[Dataset extract — start]
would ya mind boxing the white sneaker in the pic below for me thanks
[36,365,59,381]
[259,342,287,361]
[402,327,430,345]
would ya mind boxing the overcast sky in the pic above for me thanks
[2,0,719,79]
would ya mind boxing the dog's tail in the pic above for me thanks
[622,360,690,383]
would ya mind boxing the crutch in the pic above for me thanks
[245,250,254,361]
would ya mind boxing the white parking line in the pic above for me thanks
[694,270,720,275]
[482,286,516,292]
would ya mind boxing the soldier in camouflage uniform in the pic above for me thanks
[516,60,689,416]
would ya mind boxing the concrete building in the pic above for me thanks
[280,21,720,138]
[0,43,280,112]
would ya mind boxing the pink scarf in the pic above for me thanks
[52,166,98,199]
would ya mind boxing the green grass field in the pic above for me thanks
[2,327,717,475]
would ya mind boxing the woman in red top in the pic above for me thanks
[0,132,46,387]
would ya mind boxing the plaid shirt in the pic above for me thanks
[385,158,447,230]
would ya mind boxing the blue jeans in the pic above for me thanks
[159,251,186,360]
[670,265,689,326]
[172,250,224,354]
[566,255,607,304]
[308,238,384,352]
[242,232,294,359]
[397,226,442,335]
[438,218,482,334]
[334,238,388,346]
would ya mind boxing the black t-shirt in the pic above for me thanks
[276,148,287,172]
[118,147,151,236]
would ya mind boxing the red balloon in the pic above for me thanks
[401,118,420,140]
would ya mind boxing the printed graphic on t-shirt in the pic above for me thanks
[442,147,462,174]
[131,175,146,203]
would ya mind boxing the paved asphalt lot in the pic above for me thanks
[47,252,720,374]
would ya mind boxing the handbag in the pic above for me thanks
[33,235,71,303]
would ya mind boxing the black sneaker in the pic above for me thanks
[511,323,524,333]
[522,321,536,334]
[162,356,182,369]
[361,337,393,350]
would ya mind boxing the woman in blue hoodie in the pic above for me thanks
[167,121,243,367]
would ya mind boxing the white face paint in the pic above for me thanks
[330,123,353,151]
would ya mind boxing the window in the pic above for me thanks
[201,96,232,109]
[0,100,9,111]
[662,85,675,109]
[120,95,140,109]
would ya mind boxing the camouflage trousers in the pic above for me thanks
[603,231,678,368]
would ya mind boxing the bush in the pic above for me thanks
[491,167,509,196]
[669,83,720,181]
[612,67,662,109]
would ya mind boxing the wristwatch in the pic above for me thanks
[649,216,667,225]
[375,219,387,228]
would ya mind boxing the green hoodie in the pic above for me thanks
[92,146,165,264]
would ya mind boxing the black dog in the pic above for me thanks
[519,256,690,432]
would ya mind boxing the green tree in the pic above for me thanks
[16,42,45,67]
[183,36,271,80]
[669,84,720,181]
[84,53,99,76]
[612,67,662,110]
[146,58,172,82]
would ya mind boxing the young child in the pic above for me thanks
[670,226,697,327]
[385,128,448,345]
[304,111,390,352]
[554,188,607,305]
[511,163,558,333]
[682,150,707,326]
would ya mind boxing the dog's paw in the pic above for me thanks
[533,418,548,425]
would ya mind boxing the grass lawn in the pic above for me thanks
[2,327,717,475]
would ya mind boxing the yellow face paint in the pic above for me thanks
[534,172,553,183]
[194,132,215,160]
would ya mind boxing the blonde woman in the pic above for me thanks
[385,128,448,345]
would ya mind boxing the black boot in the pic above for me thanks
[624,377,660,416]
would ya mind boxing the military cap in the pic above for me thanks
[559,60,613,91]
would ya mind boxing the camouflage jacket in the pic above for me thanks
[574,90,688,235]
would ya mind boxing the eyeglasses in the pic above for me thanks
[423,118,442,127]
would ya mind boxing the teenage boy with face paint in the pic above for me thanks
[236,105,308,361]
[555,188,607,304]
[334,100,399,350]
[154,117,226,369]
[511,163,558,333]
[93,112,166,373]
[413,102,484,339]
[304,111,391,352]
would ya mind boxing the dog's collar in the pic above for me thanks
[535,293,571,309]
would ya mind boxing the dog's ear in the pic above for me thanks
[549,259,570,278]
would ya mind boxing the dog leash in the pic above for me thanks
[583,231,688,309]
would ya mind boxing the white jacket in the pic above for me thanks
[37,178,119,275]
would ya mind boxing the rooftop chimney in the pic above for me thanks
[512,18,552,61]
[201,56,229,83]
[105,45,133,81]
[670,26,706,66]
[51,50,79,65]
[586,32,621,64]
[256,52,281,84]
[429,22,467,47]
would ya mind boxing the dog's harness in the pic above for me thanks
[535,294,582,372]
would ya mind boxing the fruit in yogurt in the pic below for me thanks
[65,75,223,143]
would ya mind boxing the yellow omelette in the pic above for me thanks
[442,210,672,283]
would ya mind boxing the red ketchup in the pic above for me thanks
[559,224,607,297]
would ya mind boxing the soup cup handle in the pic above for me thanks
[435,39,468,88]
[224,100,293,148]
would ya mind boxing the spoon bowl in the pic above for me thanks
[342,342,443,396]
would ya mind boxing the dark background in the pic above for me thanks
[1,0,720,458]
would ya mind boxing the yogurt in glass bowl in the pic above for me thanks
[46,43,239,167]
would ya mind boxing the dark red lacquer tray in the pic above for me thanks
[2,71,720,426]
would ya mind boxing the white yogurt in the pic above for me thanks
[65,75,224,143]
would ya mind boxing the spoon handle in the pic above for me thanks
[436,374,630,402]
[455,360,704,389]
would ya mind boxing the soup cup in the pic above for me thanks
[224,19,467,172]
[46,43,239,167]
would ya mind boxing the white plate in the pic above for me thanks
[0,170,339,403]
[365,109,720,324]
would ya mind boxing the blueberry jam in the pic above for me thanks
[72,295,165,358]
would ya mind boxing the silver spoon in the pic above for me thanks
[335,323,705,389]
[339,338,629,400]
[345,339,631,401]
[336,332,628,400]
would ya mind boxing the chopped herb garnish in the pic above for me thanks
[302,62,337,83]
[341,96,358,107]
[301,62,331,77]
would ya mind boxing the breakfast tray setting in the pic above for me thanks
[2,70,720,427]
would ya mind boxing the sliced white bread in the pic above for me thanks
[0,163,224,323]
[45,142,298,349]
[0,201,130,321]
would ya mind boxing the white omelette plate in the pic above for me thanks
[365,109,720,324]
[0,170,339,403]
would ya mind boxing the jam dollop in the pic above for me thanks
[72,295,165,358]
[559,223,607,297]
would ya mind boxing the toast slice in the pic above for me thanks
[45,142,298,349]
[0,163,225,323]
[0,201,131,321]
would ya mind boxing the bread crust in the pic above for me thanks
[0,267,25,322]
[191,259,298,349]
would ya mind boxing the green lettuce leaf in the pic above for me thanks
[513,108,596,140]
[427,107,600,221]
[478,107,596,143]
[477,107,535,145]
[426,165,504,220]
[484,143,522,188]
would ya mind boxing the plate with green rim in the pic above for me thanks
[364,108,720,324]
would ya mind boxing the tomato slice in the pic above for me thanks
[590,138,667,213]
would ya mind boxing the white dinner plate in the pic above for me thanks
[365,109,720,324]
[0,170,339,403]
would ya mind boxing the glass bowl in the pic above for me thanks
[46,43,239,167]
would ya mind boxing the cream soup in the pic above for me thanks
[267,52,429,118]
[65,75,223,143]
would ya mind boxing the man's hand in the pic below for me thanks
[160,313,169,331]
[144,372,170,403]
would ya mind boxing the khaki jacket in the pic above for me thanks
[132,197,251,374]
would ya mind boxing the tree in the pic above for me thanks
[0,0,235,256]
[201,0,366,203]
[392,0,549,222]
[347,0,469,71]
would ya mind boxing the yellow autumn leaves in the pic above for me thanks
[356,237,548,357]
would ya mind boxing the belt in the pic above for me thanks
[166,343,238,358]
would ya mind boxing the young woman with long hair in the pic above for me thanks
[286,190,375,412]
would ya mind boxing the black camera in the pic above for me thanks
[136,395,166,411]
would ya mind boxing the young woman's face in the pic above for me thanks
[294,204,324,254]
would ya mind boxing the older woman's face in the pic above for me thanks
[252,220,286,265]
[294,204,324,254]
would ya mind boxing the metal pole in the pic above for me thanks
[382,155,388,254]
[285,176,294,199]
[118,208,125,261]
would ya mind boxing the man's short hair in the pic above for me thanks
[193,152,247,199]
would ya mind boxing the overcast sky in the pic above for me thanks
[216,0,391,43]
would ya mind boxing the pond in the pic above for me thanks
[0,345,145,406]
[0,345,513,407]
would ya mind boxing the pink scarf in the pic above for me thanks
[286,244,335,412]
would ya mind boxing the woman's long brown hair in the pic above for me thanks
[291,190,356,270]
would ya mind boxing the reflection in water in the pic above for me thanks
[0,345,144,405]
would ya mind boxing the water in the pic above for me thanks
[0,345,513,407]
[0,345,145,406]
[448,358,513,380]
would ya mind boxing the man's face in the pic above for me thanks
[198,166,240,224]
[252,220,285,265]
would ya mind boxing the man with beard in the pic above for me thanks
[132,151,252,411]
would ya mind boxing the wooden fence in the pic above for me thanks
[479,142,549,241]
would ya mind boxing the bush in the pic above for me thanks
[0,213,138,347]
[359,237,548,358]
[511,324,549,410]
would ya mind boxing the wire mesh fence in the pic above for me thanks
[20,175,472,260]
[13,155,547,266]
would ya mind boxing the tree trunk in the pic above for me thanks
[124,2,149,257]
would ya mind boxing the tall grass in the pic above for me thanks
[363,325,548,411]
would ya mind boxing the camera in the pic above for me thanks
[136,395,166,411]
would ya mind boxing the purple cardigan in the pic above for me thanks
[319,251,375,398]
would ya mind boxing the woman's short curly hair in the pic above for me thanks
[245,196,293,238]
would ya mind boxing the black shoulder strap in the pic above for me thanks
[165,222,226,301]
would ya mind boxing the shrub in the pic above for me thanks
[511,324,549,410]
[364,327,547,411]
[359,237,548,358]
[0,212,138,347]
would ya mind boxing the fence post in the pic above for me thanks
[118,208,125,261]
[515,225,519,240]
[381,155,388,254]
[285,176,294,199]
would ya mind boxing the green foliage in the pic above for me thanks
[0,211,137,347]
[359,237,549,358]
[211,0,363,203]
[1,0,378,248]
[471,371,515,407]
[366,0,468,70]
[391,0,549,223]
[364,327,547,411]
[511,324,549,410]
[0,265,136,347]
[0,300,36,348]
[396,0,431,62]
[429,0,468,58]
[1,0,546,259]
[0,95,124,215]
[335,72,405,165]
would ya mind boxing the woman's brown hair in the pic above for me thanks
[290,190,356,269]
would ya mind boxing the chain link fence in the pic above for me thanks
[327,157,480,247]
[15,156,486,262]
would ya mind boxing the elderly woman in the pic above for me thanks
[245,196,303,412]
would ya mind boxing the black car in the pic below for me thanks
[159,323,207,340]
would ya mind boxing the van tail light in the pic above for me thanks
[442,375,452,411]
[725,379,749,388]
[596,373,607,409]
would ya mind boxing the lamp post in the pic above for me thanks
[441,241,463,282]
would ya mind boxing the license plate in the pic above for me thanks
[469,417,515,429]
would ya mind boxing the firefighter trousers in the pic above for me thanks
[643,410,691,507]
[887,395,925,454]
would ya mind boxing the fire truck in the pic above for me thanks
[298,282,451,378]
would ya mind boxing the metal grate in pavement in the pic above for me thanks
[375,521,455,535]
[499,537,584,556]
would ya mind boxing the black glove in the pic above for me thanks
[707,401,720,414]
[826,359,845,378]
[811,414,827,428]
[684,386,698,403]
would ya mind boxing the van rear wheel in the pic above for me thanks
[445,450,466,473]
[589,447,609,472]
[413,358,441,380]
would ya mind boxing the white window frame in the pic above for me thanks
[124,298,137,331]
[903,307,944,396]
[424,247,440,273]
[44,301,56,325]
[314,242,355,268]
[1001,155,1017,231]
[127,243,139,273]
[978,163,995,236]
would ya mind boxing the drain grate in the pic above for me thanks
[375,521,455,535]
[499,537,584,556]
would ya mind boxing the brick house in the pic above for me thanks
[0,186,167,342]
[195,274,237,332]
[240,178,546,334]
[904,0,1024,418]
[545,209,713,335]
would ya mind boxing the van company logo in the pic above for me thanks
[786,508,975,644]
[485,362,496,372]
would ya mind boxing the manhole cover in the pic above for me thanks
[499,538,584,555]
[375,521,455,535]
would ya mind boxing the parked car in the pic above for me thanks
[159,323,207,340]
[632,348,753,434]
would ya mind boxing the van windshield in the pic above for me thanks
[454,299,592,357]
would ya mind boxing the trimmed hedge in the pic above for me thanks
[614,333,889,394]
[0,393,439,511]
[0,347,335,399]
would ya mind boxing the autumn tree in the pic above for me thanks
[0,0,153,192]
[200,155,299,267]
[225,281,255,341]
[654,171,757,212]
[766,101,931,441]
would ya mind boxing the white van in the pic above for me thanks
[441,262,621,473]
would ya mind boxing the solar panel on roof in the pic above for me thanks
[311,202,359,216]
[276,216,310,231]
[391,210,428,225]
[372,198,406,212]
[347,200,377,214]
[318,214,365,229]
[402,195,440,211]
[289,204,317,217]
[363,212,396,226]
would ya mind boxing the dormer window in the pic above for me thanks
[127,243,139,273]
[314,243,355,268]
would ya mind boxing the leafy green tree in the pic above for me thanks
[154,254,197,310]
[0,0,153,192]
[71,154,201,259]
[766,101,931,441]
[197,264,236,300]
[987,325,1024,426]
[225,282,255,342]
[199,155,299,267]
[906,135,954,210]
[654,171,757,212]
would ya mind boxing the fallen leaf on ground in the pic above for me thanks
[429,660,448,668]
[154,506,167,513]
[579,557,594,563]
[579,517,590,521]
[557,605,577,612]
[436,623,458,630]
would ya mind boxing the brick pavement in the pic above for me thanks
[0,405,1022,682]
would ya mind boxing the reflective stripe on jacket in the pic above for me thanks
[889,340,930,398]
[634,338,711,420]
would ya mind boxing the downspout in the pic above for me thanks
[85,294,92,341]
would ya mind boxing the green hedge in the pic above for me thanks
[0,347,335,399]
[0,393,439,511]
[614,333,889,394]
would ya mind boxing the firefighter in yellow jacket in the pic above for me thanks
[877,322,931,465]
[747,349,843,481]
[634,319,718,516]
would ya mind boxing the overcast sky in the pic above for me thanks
[Dataset extract — finish]
Return, without any change, the lines from the one holding "would ya mind boxing the leafy" through the end of the listing, and only those.

would ya mind boxing the leafy green tree in the pic above for me thanks
[154,254,197,310]
[0,0,153,192]
[71,154,201,259]
[766,101,931,441]
[197,264,236,300]
[987,325,1024,426]
[225,282,255,342]
[199,155,299,267]
[906,135,954,210]
[654,171,757,212]
would ya mind boxing the fallen leaf on ground in the pic above for me thanks
[429,660,448,668]
[154,506,167,513]
[579,557,594,563]
[579,517,590,521]
[557,605,577,612]
[436,623,458,630]
would ya mind boxing the brick pavement in the pic above for me thanks
[0,405,1022,682]
would ya mind boxing the reflective stripe on jacket in the pic above for me thanks
[889,340,930,398]
[634,338,711,420]
would ya mind boxing the downspout in the pic above for me thanks
[85,294,92,341]
would ya mind boxing the green hedge in the pic above for me thanks
[0,347,335,399]
[0,393,439,511]
[614,333,889,394]
would ya mind boxing the firefighter in yellow jacket in the pic above for me thanks
[877,322,931,465]
[747,349,843,481]
[634,319,718,516]
would ya mind boxing the overcast sky in the pic above for me thanks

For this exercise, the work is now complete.